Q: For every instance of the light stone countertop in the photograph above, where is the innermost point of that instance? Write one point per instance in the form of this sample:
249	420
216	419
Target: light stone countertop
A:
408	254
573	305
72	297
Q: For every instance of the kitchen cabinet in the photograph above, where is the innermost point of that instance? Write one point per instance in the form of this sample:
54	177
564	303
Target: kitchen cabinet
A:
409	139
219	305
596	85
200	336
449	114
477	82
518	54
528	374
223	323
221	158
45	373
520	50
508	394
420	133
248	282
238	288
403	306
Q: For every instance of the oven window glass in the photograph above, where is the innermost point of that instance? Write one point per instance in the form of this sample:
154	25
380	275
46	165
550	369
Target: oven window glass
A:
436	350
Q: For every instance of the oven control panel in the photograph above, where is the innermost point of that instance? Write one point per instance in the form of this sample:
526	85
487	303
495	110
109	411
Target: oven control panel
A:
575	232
☆ ☆ ☆ ☆ ☆
#### Task goal
Examine the data above and state how many of its lines contain the word "glass", with no further remarks.

#### Solution
2